■ GOAL: Starting at the line that contains "Target: stone monument tower" and ending at the last line, give those lines again with "water" swapped for "sea" and everything else left as is.
[Begin MATERIAL FOR THE TASK]
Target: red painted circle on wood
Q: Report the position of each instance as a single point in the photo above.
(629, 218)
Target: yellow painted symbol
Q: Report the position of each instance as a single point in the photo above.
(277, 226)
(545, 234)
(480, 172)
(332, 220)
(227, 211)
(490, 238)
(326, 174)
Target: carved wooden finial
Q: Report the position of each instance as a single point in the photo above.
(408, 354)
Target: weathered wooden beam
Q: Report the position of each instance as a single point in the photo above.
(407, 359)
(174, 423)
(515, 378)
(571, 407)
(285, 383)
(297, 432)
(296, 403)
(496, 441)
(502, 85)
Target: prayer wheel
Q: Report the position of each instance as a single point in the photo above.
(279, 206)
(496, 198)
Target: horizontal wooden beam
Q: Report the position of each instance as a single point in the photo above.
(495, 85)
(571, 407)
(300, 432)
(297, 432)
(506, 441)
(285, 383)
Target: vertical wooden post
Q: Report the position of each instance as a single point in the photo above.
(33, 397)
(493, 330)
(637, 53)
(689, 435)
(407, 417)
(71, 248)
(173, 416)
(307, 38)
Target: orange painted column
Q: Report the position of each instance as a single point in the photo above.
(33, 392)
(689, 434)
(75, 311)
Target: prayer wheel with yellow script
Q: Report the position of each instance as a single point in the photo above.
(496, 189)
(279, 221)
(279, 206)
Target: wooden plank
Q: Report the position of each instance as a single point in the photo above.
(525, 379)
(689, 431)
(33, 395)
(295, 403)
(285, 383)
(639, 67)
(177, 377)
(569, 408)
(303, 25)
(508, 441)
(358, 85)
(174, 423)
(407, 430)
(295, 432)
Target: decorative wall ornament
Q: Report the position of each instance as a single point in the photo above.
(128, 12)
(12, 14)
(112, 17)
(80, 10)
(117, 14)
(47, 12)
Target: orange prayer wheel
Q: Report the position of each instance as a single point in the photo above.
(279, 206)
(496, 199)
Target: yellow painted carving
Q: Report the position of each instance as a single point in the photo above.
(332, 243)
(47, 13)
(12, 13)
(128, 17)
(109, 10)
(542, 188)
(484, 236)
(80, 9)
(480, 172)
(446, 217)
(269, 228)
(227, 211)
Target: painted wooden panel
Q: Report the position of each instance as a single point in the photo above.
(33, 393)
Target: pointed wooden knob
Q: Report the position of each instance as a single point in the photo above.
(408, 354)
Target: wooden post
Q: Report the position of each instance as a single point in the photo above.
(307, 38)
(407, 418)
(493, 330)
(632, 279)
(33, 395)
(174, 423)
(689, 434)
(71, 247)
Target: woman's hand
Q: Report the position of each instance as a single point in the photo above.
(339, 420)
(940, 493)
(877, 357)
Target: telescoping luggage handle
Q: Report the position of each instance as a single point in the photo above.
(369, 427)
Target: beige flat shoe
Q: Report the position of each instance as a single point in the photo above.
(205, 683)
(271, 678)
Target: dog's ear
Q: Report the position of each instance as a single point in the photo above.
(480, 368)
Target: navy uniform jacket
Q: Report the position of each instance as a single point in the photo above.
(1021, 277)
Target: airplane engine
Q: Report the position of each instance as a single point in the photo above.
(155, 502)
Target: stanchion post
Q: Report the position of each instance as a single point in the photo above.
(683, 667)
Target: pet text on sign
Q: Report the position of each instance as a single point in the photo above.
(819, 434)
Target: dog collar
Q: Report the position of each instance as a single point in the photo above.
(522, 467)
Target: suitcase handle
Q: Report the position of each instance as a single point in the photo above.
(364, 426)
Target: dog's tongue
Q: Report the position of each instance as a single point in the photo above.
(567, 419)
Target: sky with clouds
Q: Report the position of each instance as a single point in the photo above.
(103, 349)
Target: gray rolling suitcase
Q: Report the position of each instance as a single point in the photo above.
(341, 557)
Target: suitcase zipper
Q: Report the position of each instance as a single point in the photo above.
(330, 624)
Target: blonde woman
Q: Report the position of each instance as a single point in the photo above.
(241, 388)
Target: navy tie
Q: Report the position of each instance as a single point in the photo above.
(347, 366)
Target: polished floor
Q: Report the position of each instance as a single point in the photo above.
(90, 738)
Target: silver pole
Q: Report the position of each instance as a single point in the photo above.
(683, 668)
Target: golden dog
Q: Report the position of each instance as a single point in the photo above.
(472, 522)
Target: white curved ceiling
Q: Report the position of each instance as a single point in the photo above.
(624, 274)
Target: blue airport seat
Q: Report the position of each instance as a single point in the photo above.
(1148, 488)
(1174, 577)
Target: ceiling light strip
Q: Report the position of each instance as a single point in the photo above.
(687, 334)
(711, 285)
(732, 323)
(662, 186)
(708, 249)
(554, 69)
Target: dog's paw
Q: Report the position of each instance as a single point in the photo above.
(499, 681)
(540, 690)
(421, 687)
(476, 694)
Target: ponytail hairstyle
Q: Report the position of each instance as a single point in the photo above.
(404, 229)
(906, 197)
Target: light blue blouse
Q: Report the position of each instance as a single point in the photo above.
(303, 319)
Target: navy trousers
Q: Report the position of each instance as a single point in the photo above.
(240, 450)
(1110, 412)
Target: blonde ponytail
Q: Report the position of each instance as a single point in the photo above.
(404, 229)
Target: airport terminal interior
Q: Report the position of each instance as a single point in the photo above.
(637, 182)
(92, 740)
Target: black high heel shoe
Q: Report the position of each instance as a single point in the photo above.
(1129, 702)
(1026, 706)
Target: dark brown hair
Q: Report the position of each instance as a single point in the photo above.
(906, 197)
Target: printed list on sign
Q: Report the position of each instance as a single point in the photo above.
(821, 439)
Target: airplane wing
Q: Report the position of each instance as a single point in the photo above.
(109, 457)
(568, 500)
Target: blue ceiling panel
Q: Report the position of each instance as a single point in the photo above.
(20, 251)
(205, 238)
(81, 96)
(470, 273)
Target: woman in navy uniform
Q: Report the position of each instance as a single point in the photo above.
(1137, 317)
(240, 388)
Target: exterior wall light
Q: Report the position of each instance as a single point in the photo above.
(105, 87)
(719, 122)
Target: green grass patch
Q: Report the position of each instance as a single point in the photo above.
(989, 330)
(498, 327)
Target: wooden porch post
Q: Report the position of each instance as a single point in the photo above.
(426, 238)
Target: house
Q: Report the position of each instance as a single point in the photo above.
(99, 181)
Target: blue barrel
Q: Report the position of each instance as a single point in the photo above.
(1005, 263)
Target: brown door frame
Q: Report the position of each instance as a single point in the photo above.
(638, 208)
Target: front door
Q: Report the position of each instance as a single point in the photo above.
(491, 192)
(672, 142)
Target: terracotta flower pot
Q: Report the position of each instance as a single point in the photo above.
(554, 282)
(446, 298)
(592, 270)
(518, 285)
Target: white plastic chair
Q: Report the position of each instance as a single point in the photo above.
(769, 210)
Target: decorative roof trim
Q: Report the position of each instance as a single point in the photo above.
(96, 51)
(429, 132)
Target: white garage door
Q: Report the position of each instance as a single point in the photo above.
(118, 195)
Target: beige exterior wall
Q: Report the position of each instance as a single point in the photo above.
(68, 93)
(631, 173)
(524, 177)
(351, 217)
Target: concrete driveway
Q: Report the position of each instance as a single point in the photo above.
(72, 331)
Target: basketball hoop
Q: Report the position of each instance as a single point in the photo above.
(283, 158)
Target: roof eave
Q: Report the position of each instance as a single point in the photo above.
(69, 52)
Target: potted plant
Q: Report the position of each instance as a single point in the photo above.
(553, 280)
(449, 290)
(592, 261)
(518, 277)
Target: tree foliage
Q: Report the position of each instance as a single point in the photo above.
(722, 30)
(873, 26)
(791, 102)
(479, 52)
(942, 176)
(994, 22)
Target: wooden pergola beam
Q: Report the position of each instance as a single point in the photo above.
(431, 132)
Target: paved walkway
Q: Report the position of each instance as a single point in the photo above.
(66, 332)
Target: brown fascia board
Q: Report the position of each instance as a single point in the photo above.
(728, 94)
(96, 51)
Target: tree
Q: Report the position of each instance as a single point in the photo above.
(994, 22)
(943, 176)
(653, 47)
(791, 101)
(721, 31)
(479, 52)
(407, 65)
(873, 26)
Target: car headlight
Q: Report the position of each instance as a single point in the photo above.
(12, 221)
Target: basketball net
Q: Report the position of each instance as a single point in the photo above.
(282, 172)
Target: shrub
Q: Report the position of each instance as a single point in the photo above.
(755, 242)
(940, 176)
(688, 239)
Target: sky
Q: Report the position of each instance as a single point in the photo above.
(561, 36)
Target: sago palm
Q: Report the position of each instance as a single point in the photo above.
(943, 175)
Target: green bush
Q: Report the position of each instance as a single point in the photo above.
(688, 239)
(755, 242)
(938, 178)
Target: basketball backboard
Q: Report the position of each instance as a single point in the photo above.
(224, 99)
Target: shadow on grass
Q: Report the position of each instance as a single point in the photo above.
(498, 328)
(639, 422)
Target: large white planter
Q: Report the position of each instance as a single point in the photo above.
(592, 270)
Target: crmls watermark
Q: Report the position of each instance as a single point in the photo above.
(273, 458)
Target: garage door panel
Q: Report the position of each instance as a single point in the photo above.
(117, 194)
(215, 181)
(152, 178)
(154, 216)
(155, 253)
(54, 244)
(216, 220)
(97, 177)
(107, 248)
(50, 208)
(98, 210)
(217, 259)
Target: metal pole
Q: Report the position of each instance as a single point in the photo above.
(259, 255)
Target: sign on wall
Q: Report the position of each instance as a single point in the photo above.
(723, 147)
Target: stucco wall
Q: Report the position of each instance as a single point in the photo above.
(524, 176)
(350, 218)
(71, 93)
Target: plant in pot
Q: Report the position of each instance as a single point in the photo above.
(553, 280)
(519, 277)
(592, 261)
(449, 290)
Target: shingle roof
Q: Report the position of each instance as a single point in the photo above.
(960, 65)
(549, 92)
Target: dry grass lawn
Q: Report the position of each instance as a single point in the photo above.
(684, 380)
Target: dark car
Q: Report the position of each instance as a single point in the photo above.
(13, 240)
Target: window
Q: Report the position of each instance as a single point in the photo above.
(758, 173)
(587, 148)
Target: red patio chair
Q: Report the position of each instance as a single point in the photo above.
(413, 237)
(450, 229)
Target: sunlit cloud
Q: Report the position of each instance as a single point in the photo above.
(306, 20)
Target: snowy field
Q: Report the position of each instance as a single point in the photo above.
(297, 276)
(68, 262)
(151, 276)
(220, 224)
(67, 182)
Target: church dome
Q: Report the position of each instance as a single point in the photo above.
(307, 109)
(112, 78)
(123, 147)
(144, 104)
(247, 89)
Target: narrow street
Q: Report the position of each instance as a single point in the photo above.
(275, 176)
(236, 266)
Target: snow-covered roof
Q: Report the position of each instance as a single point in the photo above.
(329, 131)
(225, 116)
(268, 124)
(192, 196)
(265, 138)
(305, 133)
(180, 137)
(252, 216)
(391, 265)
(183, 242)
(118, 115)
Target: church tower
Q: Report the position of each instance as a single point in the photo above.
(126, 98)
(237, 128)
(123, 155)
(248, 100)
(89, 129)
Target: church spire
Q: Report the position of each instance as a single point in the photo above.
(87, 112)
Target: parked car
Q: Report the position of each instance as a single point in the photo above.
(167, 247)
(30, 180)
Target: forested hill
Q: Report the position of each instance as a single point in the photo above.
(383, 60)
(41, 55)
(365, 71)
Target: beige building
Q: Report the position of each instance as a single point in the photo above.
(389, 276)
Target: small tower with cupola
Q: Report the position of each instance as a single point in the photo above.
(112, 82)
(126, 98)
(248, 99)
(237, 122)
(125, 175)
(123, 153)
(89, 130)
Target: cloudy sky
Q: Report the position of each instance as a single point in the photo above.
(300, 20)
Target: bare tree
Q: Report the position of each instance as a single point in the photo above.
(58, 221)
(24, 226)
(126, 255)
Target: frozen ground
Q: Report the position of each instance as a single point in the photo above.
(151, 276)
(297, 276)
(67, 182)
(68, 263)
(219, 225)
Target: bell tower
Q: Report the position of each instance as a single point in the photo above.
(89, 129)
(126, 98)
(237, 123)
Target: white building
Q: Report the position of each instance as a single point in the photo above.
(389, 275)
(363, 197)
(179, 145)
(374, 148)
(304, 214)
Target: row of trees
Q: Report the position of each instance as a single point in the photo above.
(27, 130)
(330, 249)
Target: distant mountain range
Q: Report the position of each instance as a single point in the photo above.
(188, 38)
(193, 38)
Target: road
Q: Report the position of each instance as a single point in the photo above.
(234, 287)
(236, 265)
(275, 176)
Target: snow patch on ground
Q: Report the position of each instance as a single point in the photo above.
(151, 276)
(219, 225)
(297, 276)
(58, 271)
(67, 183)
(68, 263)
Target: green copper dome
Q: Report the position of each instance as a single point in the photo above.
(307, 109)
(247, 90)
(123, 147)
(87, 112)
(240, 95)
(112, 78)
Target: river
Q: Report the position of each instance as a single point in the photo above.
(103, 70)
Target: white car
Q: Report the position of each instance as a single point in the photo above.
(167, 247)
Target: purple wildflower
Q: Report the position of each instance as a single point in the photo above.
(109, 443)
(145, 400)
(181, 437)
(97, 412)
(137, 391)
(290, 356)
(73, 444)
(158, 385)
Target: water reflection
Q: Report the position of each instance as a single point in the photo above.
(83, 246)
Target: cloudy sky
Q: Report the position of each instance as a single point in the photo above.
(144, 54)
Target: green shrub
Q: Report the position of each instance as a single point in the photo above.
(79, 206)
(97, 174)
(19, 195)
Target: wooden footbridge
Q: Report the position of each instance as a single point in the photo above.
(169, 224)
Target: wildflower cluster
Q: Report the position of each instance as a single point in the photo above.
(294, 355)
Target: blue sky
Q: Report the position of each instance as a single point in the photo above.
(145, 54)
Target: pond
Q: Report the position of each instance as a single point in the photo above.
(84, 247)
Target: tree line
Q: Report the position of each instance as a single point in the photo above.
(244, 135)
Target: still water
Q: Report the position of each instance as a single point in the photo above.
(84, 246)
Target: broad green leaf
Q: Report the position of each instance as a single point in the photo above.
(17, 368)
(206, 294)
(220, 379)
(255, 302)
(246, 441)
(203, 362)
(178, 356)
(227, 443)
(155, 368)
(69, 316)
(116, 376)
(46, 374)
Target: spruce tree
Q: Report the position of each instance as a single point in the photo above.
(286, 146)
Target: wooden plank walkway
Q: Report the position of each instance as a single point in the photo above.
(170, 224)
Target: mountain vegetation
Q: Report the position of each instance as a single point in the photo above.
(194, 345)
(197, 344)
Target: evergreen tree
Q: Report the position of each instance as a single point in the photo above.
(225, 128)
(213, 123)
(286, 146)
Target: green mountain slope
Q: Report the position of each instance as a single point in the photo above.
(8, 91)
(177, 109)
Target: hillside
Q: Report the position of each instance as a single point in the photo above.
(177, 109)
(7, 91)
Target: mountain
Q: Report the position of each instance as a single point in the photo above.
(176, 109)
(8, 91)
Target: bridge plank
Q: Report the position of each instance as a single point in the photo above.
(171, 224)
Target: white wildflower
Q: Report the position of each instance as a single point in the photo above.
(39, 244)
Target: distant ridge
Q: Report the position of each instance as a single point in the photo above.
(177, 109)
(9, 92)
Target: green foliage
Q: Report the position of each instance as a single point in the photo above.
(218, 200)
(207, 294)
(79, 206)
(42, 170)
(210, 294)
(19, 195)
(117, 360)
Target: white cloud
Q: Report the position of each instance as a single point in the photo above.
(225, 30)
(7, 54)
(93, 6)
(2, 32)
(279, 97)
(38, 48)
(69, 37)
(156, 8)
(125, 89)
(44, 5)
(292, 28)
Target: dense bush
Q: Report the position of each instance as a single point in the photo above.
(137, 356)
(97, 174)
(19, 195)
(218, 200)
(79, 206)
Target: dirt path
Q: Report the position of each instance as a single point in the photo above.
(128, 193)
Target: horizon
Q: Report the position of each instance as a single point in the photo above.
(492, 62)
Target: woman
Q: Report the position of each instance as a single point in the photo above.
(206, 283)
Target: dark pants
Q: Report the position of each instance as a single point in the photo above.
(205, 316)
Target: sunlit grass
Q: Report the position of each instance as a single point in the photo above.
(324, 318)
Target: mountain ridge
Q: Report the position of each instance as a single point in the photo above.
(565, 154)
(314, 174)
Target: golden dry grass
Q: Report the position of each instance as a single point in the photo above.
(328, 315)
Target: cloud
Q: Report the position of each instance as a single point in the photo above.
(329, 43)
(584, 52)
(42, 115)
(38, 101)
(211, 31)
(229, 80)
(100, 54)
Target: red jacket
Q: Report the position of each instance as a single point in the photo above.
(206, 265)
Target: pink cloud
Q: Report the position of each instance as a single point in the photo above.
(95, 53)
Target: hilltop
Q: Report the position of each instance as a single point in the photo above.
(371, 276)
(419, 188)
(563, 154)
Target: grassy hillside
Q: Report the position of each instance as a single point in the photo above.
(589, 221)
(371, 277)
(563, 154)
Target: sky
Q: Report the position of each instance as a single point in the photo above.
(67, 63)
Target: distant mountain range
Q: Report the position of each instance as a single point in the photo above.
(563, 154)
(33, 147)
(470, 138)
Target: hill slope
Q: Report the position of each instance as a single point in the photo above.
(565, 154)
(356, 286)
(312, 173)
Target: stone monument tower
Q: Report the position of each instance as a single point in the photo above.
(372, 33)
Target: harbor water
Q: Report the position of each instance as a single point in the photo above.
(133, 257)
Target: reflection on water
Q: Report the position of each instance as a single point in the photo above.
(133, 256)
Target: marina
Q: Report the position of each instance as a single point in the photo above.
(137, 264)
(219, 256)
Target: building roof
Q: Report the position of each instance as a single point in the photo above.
[End MATERIAL FOR THE TASK]
■ RESULT:
Target: stone monument tower
Q: Report the position of each instance as a single point in the photo above.
(372, 33)
Target: harbor sea
Q: Report the position of each instance as a single point in the photo above.
(133, 257)
Target: reflection on sea
Q: Report the position of each instance as a single point in the photo above.
(133, 256)
Target: marina
Q: Report the position of each instance as a single point in the photo above.
(137, 264)
(219, 256)
Target: building roof
Q: Report the position of each instance as a single point in the photo above.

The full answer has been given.